[Stored records]
--------------------------------------------------

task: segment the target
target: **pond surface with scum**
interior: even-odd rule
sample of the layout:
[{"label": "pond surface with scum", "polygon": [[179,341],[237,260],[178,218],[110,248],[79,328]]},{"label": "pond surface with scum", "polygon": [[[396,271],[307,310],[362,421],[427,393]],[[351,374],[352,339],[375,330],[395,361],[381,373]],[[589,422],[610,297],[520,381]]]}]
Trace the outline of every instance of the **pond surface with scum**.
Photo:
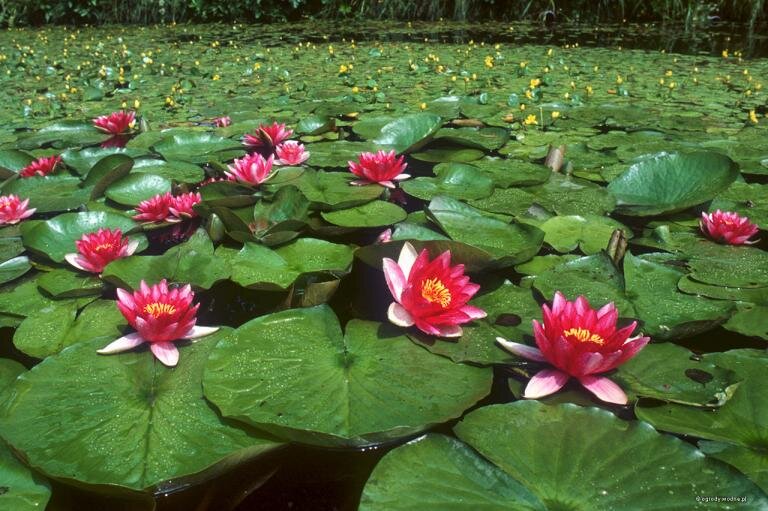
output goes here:
[{"label": "pond surface with scum", "polygon": [[[768,489],[766,401],[745,389],[759,384],[758,375],[764,381],[768,374],[767,56],[765,36],[724,23],[698,31],[656,25],[302,22],[0,32],[0,186],[3,195],[29,197],[37,208],[35,217],[21,227],[0,229],[5,261],[0,264],[0,355],[27,368],[45,360],[36,373],[37,383],[30,376],[24,392],[3,394],[17,409],[7,407],[0,434],[31,465],[56,479],[50,483],[49,510],[153,509],[152,498],[137,492],[147,488],[130,479],[133,476],[110,479],[118,468],[98,468],[98,452],[88,454],[89,463],[52,462],[61,446],[46,442],[55,440],[55,431],[67,429],[68,423],[57,412],[41,412],[38,420],[35,403],[28,403],[32,397],[25,396],[57,401],[55,392],[39,390],[39,380],[42,374],[66,378],[67,371],[56,366],[63,360],[87,364],[91,355],[99,361],[119,360],[95,355],[95,347],[125,328],[120,316],[115,318],[114,287],[168,277],[195,286],[201,324],[229,327],[226,332],[236,332],[235,339],[247,338],[258,327],[252,326],[253,318],[315,306],[311,313],[279,317],[318,325],[338,318],[348,337],[405,343],[408,350],[419,346],[415,355],[407,350],[384,353],[379,361],[406,353],[418,358],[423,352],[438,359],[438,365],[450,361],[461,371],[478,373],[456,370],[444,378],[435,376],[434,399],[430,401],[430,395],[414,413],[440,408],[432,416],[442,420],[424,419],[399,433],[395,425],[375,429],[386,422],[381,417],[394,414],[399,401],[373,406],[370,397],[361,397],[368,400],[365,406],[376,409],[369,412],[376,420],[367,425],[372,429],[355,436],[349,424],[344,434],[322,429],[325,424],[297,426],[283,418],[286,410],[264,412],[258,406],[254,410],[247,400],[230,399],[227,393],[237,396],[242,388],[258,384],[255,369],[248,369],[248,359],[239,351],[247,346],[234,349],[228,341],[215,349],[200,347],[205,341],[185,345],[177,371],[186,359],[190,366],[197,364],[199,370],[192,373],[197,379],[187,380],[197,387],[202,381],[210,399],[198,396],[206,410],[194,414],[207,413],[205,420],[215,419],[222,431],[237,430],[243,437],[295,442],[255,459],[227,458],[235,470],[219,470],[219,465],[210,473],[203,470],[224,456],[212,456],[213,461],[194,470],[189,468],[193,463],[179,462],[185,471],[178,478],[159,478],[162,483],[150,485],[157,492],[157,509],[347,510],[357,508],[364,487],[364,508],[370,510],[406,509],[409,502],[417,505],[442,492],[449,501],[482,501],[489,509],[629,509],[631,490],[616,482],[633,475],[627,467],[663,471],[667,466],[674,483],[661,491],[668,489],[670,508],[703,506],[694,502],[697,484],[723,478],[729,478],[722,483],[724,489],[707,488],[701,495],[740,492],[757,507],[737,503],[734,508],[766,508],[761,493]],[[120,109],[139,116],[131,136],[108,139],[91,127],[92,118]],[[214,119],[222,116],[231,124],[215,127]],[[123,213],[155,194],[197,190],[204,179],[221,177],[226,165],[244,154],[242,135],[267,121],[294,129],[310,153],[303,167],[282,168],[258,191],[229,183],[200,188],[200,219],[145,228],[143,234],[131,230],[141,237],[142,255],[112,263],[100,275],[102,280],[66,266],[64,254],[87,231],[74,217],[64,219],[64,212],[90,212],[94,220],[83,223],[90,222],[94,230],[100,226],[97,215],[102,215],[98,218],[110,226],[128,231],[135,226]],[[401,190],[382,195],[376,188],[371,194],[372,187],[350,187],[346,174],[340,177],[348,160],[382,147],[406,155],[413,177],[402,182]],[[543,163],[558,147],[564,157],[559,172],[553,173]],[[16,175],[33,157],[52,155],[62,156],[64,170],[29,179]],[[630,167],[641,177],[628,176]],[[117,174],[120,179],[110,178]],[[327,179],[330,176],[335,177]],[[372,202],[380,197],[388,202]],[[763,230],[763,239],[739,248],[704,240],[698,233],[699,215],[715,209],[748,215]],[[466,263],[473,282],[481,285],[476,301],[488,319],[465,327],[457,342],[408,331],[413,343],[403,329],[379,325],[376,330],[365,326],[375,323],[357,321],[387,324],[391,296],[381,259],[395,257],[397,251],[376,239],[391,226],[393,240],[417,240],[419,248],[430,248],[433,256],[451,249]],[[623,261],[615,250],[603,251],[616,229],[629,243]],[[284,249],[299,246],[305,238],[317,238],[311,240],[317,244],[301,245],[295,253]],[[246,248],[241,250],[243,243]],[[261,261],[271,261],[279,250],[289,264],[279,270],[260,268]],[[606,405],[573,381],[563,392],[542,399],[543,405],[515,401],[538,366],[502,351],[494,338],[527,339],[531,344],[531,319],[541,318],[539,304],[551,300],[556,290],[570,299],[585,294],[593,305],[613,301],[623,318],[637,318],[645,333],[665,341],[646,347],[615,374],[634,407]],[[323,317],[313,319],[311,314]],[[80,324],[86,317],[90,323],[83,319]],[[265,342],[280,341],[286,334],[275,325],[259,327],[263,330],[254,342],[262,337]],[[350,334],[351,325],[355,335]],[[315,334],[335,342],[328,332],[310,329],[307,342]],[[347,339],[352,340],[358,342]],[[84,343],[95,347],[67,348]],[[362,364],[355,357],[372,356],[358,348],[361,354],[350,355],[345,346],[339,355],[346,369]],[[147,351],[124,356],[122,360],[136,368],[150,357]],[[312,367],[298,372],[285,368],[297,382],[279,383],[282,390],[288,388],[282,406],[293,407],[286,415],[306,408],[307,414],[296,415],[325,417],[326,401],[336,402],[316,384],[319,377],[330,378],[336,366],[319,365],[317,374]],[[438,365],[425,371],[439,375]],[[0,371],[3,385],[13,379],[7,375],[15,378],[23,370],[9,365],[6,371],[1,364],[0,369],[5,371]],[[118,371],[107,368],[103,374],[111,370]],[[376,374],[401,378],[386,370]],[[376,389],[377,383],[365,376],[359,377]],[[75,378],[72,395],[78,395],[77,385],[88,385],[89,377]],[[140,376],[134,377],[141,387]],[[270,377],[278,385],[280,373],[265,376]],[[189,386],[189,381],[172,380],[171,375],[156,388],[155,378],[161,376],[152,376],[149,390],[137,401],[154,402],[167,390],[164,385]],[[466,383],[467,394],[474,398],[457,397],[452,380]],[[429,388],[423,381],[417,384]],[[398,395],[390,385],[383,385],[383,396]],[[444,387],[451,388],[448,398],[437,396]],[[86,389],[80,395],[96,403],[99,394]],[[44,408],[46,401],[37,399],[37,406]],[[173,408],[170,397],[163,399],[164,410],[184,415]],[[441,399],[467,403],[446,411]],[[488,406],[513,401],[514,407]],[[615,416],[564,403],[601,407]],[[128,417],[130,407],[125,406]],[[755,411],[753,423],[739,429],[744,410]],[[271,412],[277,417],[273,421],[264,418]],[[732,427],[730,432],[710,424],[706,416],[715,413]],[[53,421],[39,433],[46,438],[40,448],[34,446],[32,433],[25,436],[24,417],[19,418],[23,414],[31,414],[33,422]],[[666,433],[634,425],[625,431],[617,425],[638,417]],[[515,427],[506,433],[493,429],[499,420]],[[603,455],[612,453],[608,448],[624,437],[634,446],[633,451],[626,445],[616,447],[621,452],[598,467],[605,469],[603,475],[617,474],[615,481],[600,486],[598,468],[588,467],[590,452],[583,445],[587,441],[562,435],[571,424],[575,430],[594,428],[595,445],[590,446]],[[750,427],[762,433],[750,433]],[[431,436],[426,440],[401,447],[427,430]],[[583,490],[579,481],[563,479],[564,492],[579,488],[573,490],[573,500],[558,493],[556,481],[539,483],[531,476],[537,474],[535,469],[546,472],[541,459],[551,450],[544,448],[546,439],[541,449],[531,447],[538,430],[577,451],[573,465],[560,466],[563,473],[583,474],[588,486]],[[88,438],[98,442],[108,433],[96,431]],[[188,431],[178,433],[183,437]],[[504,434],[509,435],[507,444]],[[525,446],[519,449],[522,455],[513,448],[518,434]],[[673,442],[675,436],[685,443]],[[498,445],[505,447],[497,452],[498,438]],[[198,436],[189,445],[207,455],[207,440]],[[61,442],[66,442],[64,437]],[[157,466],[147,462],[149,468],[137,478],[146,482],[154,470],[162,473],[157,467],[173,465],[165,458],[173,458],[173,449],[184,444],[169,443],[170,454],[156,454]],[[693,466],[690,445],[710,455],[709,464],[698,460],[701,466]],[[392,451],[395,448],[398,451]],[[151,450],[149,441],[146,449]],[[388,456],[387,463],[377,467],[388,452],[401,454]],[[526,452],[530,458],[525,458]],[[654,454],[648,455],[650,461],[641,461],[640,453],[667,452],[669,459],[659,461]],[[531,459],[539,466],[526,468]],[[116,460],[111,464],[119,465]],[[428,461],[419,465],[423,460]],[[430,479],[431,473],[451,463],[472,466],[472,474],[459,480],[446,469]],[[638,469],[641,465],[645,468]],[[366,486],[374,467],[376,478]],[[5,470],[2,464],[0,470]],[[194,484],[201,471],[204,482]],[[649,477],[636,486],[645,491],[664,484],[657,474],[653,481]],[[420,496],[421,478],[425,493]],[[81,484],[71,485],[74,481]],[[118,486],[124,488],[118,491]],[[38,493],[30,490],[33,498],[42,498]],[[478,495],[483,498],[473,500]],[[635,502],[642,502],[637,498]],[[435,505],[430,509],[444,508]]]}]

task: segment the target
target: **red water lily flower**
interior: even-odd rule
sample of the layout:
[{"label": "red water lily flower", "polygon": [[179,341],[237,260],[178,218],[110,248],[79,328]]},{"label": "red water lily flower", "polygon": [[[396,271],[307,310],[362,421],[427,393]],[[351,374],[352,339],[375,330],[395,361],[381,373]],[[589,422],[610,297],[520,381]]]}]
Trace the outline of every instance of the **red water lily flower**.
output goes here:
[{"label": "red water lily flower", "polygon": [[133,219],[137,222],[165,222],[171,216],[172,205],[171,192],[155,195],[136,206],[137,214]]},{"label": "red water lily flower", "polygon": [[[193,206],[195,204],[200,204],[202,200],[203,197],[199,193],[182,193],[181,195],[177,195],[171,200],[171,203],[168,206],[168,212],[170,213],[171,217],[178,218],[179,220],[182,218],[196,217],[197,212],[193,209]],[[174,220],[171,218],[169,221]]]},{"label": "red water lily flower", "polygon": [[403,174],[405,167],[408,166],[403,159],[402,156],[398,158],[394,150],[388,153],[384,151],[361,153],[357,162],[347,162],[349,171],[360,178],[350,184],[355,186],[380,184],[387,188],[394,188],[393,181],[402,181],[411,177]]},{"label": "red water lily flower", "polygon": [[175,366],[179,362],[179,350],[173,341],[197,339],[219,329],[195,325],[200,304],[192,305],[194,298],[189,284],[169,289],[165,279],[152,287],[142,280],[139,290],[133,293],[118,288],[117,308],[136,332],[113,341],[98,352],[110,355],[148,342],[160,362]]},{"label": "red water lily flower", "polygon": [[277,159],[275,165],[301,165],[309,159],[309,153],[304,150],[304,144],[295,140],[283,142],[275,148]]},{"label": "red water lily flower", "polygon": [[416,328],[429,335],[459,337],[461,326],[484,318],[485,311],[467,305],[480,286],[464,275],[464,265],[451,266],[451,251],[433,261],[426,249],[418,255],[406,243],[397,262],[385,257],[384,277],[395,301],[389,306],[389,320]]},{"label": "red water lily flower", "polygon": [[61,156],[38,158],[19,171],[19,177],[47,176],[61,163]]},{"label": "red water lily flower", "polygon": [[569,302],[559,291],[555,293],[552,309],[543,305],[541,311],[544,324],[533,320],[533,334],[539,349],[496,338],[515,355],[555,367],[536,373],[525,387],[523,397],[548,396],[574,377],[603,401],[626,404],[624,391],[605,376],[597,375],[623,364],[648,344],[648,337],[630,337],[637,322],[617,329],[619,312],[613,303],[594,310],[583,296]]},{"label": "red water lily flower", "polygon": [[274,156],[264,159],[258,153],[246,154],[232,162],[232,165],[227,165],[229,172],[224,172],[224,174],[230,181],[258,186],[269,178],[274,160]]},{"label": "red water lily flower", "polygon": [[273,122],[272,125],[260,124],[253,135],[245,135],[243,144],[250,147],[272,148],[293,136],[293,130],[285,124]]},{"label": "red water lily flower", "polygon": [[224,117],[217,117],[213,120],[213,125],[217,128],[226,128],[230,124],[232,124],[232,119],[228,115]]},{"label": "red water lily flower", "polygon": [[757,243],[749,241],[749,238],[757,234],[760,229],[745,216],[731,211],[714,213],[702,213],[699,220],[701,232],[718,243],[727,245],[751,245]]},{"label": "red water lily flower", "polygon": [[100,115],[93,120],[93,125],[105,133],[120,135],[136,124],[136,112],[120,110],[109,115]]},{"label": "red water lily flower", "polygon": [[16,195],[0,196],[0,225],[18,224],[32,216],[36,208],[27,208],[29,199],[21,200]]},{"label": "red water lily flower", "polygon": [[139,241],[124,238],[120,229],[99,229],[83,234],[75,246],[77,252],[66,254],[64,259],[79,270],[101,273],[115,259],[132,255]]}]

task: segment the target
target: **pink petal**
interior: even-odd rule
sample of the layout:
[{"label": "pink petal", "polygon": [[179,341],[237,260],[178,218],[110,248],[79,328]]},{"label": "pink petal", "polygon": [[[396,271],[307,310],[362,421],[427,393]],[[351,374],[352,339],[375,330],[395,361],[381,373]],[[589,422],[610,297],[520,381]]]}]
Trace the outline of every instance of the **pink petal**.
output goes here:
[{"label": "pink petal", "polygon": [[413,263],[418,256],[419,254],[416,252],[416,249],[413,248],[413,245],[406,241],[403,248],[400,250],[400,256],[397,258],[397,265],[402,270],[405,280],[408,280],[408,276],[411,274],[411,268],[413,268]]},{"label": "pink petal", "polygon": [[381,186],[385,186],[387,188],[395,188],[395,183],[393,183],[392,181],[379,181],[378,184],[380,184]]},{"label": "pink petal", "polygon": [[411,313],[405,310],[405,307],[397,302],[392,302],[387,309],[387,317],[389,321],[397,326],[409,327],[413,326],[414,319]]},{"label": "pink petal", "polygon": [[395,177],[392,178],[393,181],[402,181],[403,179],[408,179],[411,177],[410,174],[398,174]]},{"label": "pink petal", "polygon": [[182,339],[199,339],[200,337],[205,337],[206,335],[218,332],[218,330],[219,327],[217,326],[193,326]]},{"label": "pink petal", "polygon": [[64,254],[64,259],[77,268],[78,270],[88,271],[86,270],[83,265],[80,264],[80,254],[78,253],[72,253],[72,254]]},{"label": "pink petal", "polygon": [[536,373],[525,387],[523,397],[526,399],[538,399],[554,394],[566,384],[569,375],[557,369],[542,369]]},{"label": "pink petal", "polygon": [[146,342],[144,338],[138,334],[138,332],[133,332],[128,335],[124,335],[123,337],[117,339],[116,341],[112,341],[111,343],[107,344],[105,347],[101,348],[100,350],[96,350],[96,353],[100,353],[102,355],[111,355],[112,353],[120,353],[121,351],[128,351],[130,349],[135,348],[139,344],[142,344]]},{"label": "pink petal", "polygon": [[174,367],[179,363],[179,350],[172,342],[153,342],[149,349],[157,359],[168,367]]},{"label": "pink petal", "polygon": [[125,255],[133,255],[134,252],[136,252],[136,249],[139,248],[139,240],[131,240],[128,242],[128,245],[125,247]]},{"label": "pink petal", "polygon": [[606,403],[627,404],[627,395],[621,390],[621,387],[605,376],[582,376],[579,381],[585,389]]},{"label": "pink petal", "polygon": [[498,342],[502,348],[509,351],[513,355],[517,355],[518,357],[522,357],[528,360],[535,360],[536,362],[547,361],[541,351],[534,348],[533,346],[526,346],[525,344],[520,344],[519,342],[508,341],[503,337],[497,337],[496,342]]},{"label": "pink petal", "polygon": [[373,183],[371,183],[367,179],[355,179],[353,181],[350,181],[349,184],[351,184],[352,186],[366,186]]},{"label": "pink petal", "polygon": [[483,309],[472,305],[464,305],[460,310],[472,319],[482,319],[488,315]]},{"label": "pink petal", "polygon": [[403,288],[407,282],[403,270],[389,257],[382,259],[382,265],[389,292],[392,293],[395,300],[400,301],[400,296],[403,294]]},{"label": "pink petal", "polygon": [[459,325],[435,325],[439,337],[461,337],[464,331]]}]

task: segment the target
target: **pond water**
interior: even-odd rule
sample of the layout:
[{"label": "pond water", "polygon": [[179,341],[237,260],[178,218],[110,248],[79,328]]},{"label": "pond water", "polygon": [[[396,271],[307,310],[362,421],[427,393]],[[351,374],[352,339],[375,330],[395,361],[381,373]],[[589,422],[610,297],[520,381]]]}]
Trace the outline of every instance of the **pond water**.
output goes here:
[{"label": "pond water", "polygon": [[[550,144],[566,145],[570,172],[593,182],[610,181],[646,153],[707,148],[736,161],[749,183],[763,184],[766,57],[765,35],[724,23],[696,31],[661,25],[308,22],[12,30],[0,33],[0,148],[14,147],[25,129],[121,107],[138,108],[162,128],[208,126],[222,114],[231,115],[235,126],[273,117],[296,125],[329,114],[337,116],[336,127],[351,126],[348,142],[365,140],[379,127],[376,116],[423,110],[510,129],[512,141],[487,152],[495,157],[540,162]],[[373,117],[367,125],[366,114]],[[234,136],[241,128],[224,134]],[[303,139],[310,151],[312,143],[338,136],[310,131]],[[409,157],[410,169],[431,175],[436,163],[469,162],[478,150],[430,147]],[[318,151],[316,157],[329,156]],[[414,195],[404,205],[409,212],[428,202]],[[589,197],[579,207],[599,212],[596,200]],[[755,201],[764,207],[762,196]],[[636,235],[645,227],[620,218]],[[680,225],[692,223],[682,219]],[[337,239],[357,242],[355,236]],[[766,240],[757,247],[766,249]],[[163,248],[155,239],[149,253]],[[651,249],[635,253],[644,251]],[[366,271],[358,272],[357,281],[345,281],[332,300],[343,320],[385,318],[380,304],[356,299],[371,292]],[[507,268],[482,278],[519,283],[524,276]],[[235,297],[236,287],[217,285],[203,299],[206,324],[237,327],[284,298],[259,294],[257,303],[256,295],[253,301],[247,293]],[[375,287],[378,292],[383,285]],[[680,344],[699,353],[720,351],[724,336],[729,349],[765,346],[723,328]],[[3,346],[10,352],[10,338]],[[508,385],[509,378],[518,387]],[[479,405],[510,401],[519,381],[519,375],[496,368],[493,392]],[[590,402],[579,397],[577,385],[566,396]],[[451,434],[450,426],[434,430]],[[401,443],[364,450],[290,445],[269,457],[268,467],[260,461],[187,493],[171,492],[159,500],[159,509],[193,509],[190,501],[200,511],[234,504],[237,511],[356,509],[370,471]],[[57,486],[49,509],[77,509],[90,498],[71,492]]]}]

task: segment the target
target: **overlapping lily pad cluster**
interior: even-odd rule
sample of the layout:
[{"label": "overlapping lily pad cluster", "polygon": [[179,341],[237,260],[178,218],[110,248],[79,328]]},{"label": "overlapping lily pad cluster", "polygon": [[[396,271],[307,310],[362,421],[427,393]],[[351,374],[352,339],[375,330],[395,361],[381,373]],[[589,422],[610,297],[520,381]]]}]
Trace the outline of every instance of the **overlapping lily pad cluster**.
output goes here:
[{"label": "overlapping lily pad cluster", "polygon": [[0,59],[83,100],[0,130],[0,503],[461,418],[361,508],[768,506],[765,62],[136,37]]}]

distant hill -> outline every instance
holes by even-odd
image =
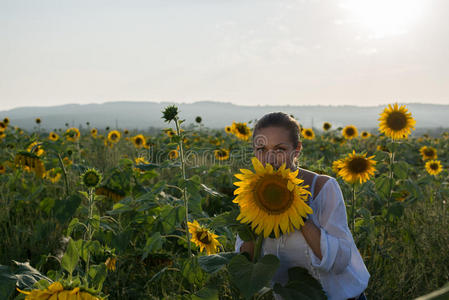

--------------------------------------------------

WORK INSTRUCTION: Among the records above, find each line holding "every" and list it.

WRITTEN ANSWER:
Trace the outline of every instance of the **pond surface with scum**.
Trace the outline of every instance of the **red water lily flower**.
Trace the outline of every instance of the **pink petal**.
Trace the outline of every instance of the **pond water**.
Trace the outline of every instance of the **overlapping lily pad cluster**.
distant hill -> outline every instance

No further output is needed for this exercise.